+++ SOURCE DATA
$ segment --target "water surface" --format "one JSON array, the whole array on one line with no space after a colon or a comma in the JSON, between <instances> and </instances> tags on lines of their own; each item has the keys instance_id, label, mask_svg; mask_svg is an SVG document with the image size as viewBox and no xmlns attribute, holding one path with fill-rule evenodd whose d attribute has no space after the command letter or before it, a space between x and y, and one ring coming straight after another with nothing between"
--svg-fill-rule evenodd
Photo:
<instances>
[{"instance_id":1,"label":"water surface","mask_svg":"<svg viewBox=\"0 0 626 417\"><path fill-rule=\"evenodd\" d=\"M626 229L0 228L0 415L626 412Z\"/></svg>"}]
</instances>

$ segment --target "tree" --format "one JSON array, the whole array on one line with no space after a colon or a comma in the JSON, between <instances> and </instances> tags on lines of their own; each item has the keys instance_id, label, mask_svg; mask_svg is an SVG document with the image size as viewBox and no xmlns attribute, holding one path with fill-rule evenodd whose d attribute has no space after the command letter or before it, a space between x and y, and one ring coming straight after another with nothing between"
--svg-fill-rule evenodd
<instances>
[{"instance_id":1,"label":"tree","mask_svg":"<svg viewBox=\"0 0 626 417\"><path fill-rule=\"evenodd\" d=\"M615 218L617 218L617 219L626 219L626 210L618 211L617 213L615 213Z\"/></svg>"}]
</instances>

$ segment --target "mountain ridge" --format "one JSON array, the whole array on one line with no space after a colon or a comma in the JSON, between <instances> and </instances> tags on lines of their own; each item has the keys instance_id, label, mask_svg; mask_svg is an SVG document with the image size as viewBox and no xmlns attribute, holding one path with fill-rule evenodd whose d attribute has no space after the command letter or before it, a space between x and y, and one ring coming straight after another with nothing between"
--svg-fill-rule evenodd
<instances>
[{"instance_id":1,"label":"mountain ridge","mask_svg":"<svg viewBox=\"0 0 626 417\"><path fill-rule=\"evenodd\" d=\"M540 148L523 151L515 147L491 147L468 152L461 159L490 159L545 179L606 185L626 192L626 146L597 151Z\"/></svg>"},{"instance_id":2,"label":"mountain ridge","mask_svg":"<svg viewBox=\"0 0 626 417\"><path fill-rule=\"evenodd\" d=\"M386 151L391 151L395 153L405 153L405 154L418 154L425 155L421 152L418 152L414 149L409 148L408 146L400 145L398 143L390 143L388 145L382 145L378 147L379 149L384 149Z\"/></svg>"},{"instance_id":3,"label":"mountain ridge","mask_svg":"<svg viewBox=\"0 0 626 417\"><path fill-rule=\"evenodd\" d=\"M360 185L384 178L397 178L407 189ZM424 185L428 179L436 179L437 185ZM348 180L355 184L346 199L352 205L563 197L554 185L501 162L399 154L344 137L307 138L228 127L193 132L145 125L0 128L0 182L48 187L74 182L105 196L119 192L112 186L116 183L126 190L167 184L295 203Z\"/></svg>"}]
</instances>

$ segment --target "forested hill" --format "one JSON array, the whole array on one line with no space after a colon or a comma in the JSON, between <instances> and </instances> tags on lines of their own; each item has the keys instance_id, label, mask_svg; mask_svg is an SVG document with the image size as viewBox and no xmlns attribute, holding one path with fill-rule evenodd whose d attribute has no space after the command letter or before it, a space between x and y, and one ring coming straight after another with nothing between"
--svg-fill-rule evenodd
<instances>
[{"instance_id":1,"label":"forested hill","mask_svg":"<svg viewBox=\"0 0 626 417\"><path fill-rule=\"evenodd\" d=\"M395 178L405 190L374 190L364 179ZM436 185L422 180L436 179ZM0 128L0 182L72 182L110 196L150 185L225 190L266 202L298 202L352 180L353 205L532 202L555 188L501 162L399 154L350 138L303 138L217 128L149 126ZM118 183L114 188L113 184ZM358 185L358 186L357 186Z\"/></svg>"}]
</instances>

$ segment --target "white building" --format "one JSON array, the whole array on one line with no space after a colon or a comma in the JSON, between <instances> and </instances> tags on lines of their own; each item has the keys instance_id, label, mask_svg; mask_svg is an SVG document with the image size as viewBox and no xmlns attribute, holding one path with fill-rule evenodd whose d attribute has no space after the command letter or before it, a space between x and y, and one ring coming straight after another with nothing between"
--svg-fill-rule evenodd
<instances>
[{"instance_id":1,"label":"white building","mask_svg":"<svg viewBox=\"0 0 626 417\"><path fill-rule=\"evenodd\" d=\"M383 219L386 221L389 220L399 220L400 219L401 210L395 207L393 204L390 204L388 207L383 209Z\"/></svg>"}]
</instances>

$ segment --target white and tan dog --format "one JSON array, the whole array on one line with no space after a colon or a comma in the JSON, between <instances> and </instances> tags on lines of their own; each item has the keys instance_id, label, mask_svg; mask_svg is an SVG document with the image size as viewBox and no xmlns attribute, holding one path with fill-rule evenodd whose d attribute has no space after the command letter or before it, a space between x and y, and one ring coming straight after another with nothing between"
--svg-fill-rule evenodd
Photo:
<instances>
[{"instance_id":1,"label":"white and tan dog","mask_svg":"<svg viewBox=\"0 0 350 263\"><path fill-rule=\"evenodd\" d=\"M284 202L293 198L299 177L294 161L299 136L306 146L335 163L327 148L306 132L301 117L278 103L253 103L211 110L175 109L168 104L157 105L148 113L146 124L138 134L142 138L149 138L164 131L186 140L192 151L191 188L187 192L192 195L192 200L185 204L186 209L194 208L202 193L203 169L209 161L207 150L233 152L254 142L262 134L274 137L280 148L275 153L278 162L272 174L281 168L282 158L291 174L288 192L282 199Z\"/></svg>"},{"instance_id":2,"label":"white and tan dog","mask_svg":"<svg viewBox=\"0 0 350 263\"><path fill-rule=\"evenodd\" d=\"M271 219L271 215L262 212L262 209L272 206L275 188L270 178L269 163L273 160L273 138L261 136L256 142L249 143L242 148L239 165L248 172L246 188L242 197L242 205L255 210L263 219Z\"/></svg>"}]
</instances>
++++++
> WHAT IS NEEDED
Every record above is to be copied exactly.

> TASK SOLUTION
$ segment --target "water surface" --format "one JSON array, the whole array on one line with no space after a colon or a comma in the JSON, between <instances> and </instances> tags on lines of their own; each item has the keys instance_id, label, mask_svg; mask_svg is an SVG document with the image size as viewBox and no xmlns attribute, holding one path with fill-rule evenodd whose d attribute has no space after the command letter or before it, a space between x and y, and one ring coming straight after another with nothing between"
--svg-fill-rule evenodd
Photo:
<instances>
[{"instance_id":1,"label":"water surface","mask_svg":"<svg viewBox=\"0 0 626 417\"><path fill-rule=\"evenodd\" d=\"M626 229L0 228L0 415L626 412Z\"/></svg>"}]
</instances>

$ segment --target "tree" --format "one JSON array, the whole array on one line with no space after a colon or a comma in the JSON, between <instances> and </instances> tags on lines of their own; each item has the keys instance_id, label, mask_svg; mask_svg is an SVG document with the image size as viewBox and no xmlns attribute, holding one path with fill-rule evenodd whose d attribute has no space after the command letter or before it, a space between x and y, and one ring coming straight after another with nothing between"
--svg-fill-rule evenodd
<instances>
[{"instance_id":1,"label":"tree","mask_svg":"<svg viewBox=\"0 0 626 417\"><path fill-rule=\"evenodd\" d=\"M615 218L617 218L617 219L626 219L626 210L618 211L617 213L615 213Z\"/></svg>"}]
</instances>

$ segment --target "mountain ridge" --format "one JSON array, the whole array on one line with no space after a colon or a comma in the JSON, between <instances> and </instances> tags on lines of their own; each item has the keys instance_id, label, mask_svg; mask_svg is an SVG document with the image size as viewBox and no xmlns attribute, holding one path with fill-rule evenodd whose d attribute has no space after the command letter or before it, a space between x and y, and one ring coming straight after another with nothing between"
--svg-fill-rule evenodd
<instances>
[{"instance_id":1,"label":"mountain ridge","mask_svg":"<svg viewBox=\"0 0 626 417\"><path fill-rule=\"evenodd\" d=\"M540 148L523 151L515 147L491 147L468 152L461 159L490 159L545 179L606 185L626 192L626 146L597 151Z\"/></svg>"},{"instance_id":2,"label":"mountain ridge","mask_svg":"<svg viewBox=\"0 0 626 417\"><path fill-rule=\"evenodd\" d=\"M386 151L391 151L395 153L405 153L405 154L418 154L425 155L421 152L418 152L414 149L409 148L408 146L400 145L398 143L390 143L388 145L382 145L378 147L379 149L384 149Z\"/></svg>"},{"instance_id":3,"label":"mountain ridge","mask_svg":"<svg viewBox=\"0 0 626 417\"><path fill-rule=\"evenodd\" d=\"M360 185L384 178L397 178L407 189ZM424 185L428 179L436 179L437 185ZM348 180L355 184L346 199L352 205L563 197L554 185L501 162L399 154L344 137L307 138L228 127L193 132L145 125L0 128L0 182L48 187L74 182L105 196L119 192L112 186L116 183L126 190L167 184L295 203Z\"/></svg>"}]
</instances>

$ segment --target "forested hill" --format "one JSON array, the whole array on one line with no space after a colon or a comma in the JSON, between <instances> and </instances> tags on lines of their own; each item has the keys instance_id, label, mask_svg; mask_svg is an SVG document with the image size as viewBox and no xmlns attribute, holding one path with fill-rule evenodd whose d attribute has no space after the command letter or before it, a space between x and y, and one ring coming straight after another with nothing between"
--svg-fill-rule evenodd
<instances>
[{"instance_id":1,"label":"forested hill","mask_svg":"<svg viewBox=\"0 0 626 417\"><path fill-rule=\"evenodd\" d=\"M395 178L405 190L374 190L364 179ZM436 185L422 180L436 179ZM0 128L0 182L72 182L110 196L150 185L225 190L266 202L298 202L352 180L353 205L532 202L555 188L501 162L399 154L350 138L303 138L217 128L149 126ZM118 183L114 188L113 184ZM358 185L358 186L357 186Z\"/></svg>"}]
</instances>

$ segment --target "white building" --format "one JSON array, the whole array on one line with no space after a colon or a comma in the JSON, between <instances> and </instances> tags on lines of their own; each item has the keys instance_id, label, mask_svg; mask_svg is an SVG document with the image size as viewBox and no xmlns attribute, holding one path with fill-rule evenodd whose d attribute has no space after the command letter or before it, a space between x and y, and one ring coming straight after another with nothing between"
--svg-fill-rule evenodd
<instances>
[{"instance_id":1,"label":"white building","mask_svg":"<svg viewBox=\"0 0 626 417\"><path fill-rule=\"evenodd\" d=\"M383 219L386 221L389 220L399 220L400 219L401 210L395 207L393 204L390 204L388 207L383 209Z\"/></svg>"}]
</instances>

$ segment --target white and tan dog --format "one JSON array, the whole array on one line with no space after a colon or a comma in the JSON, between <instances> and </instances> tags on lines of their own; each item has the keys instance_id, label, mask_svg; mask_svg is an SVG document with the image size as viewBox and no xmlns attribute, holding one path with fill-rule evenodd whose d attribute has no space after the command letter or before it, a space between x and y, and one ring coming straight after another with nothing between"
--svg-fill-rule evenodd
Photo:
<instances>
[{"instance_id":1,"label":"white and tan dog","mask_svg":"<svg viewBox=\"0 0 350 263\"><path fill-rule=\"evenodd\" d=\"M284 202L293 198L299 177L294 161L299 136L306 146L335 163L327 148L306 132L301 117L278 103L253 103L211 110L175 109L168 104L157 105L148 113L146 124L138 134L142 138L149 138L164 131L186 140L192 151L191 188L187 192L192 195L192 200L185 204L186 209L194 208L202 193L203 169L209 161L207 150L233 152L254 142L262 134L274 137L280 148L275 153L278 162L272 174L281 168L282 158L291 174L288 192L282 199Z\"/></svg>"},{"instance_id":2,"label":"white and tan dog","mask_svg":"<svg viewBox=\"0 0 350 263\"><path fill-rule=\"evenodd\" d=\"M271 219L271 215L262 212L262 209L272 206L275 188L270 178L269 163L273 160L273 138L261 136L256 142L249 143L242 148L239 165L248 172L246 188L242 197L242 205L255 210L263 219Z\"/></svg>"}]
</instances>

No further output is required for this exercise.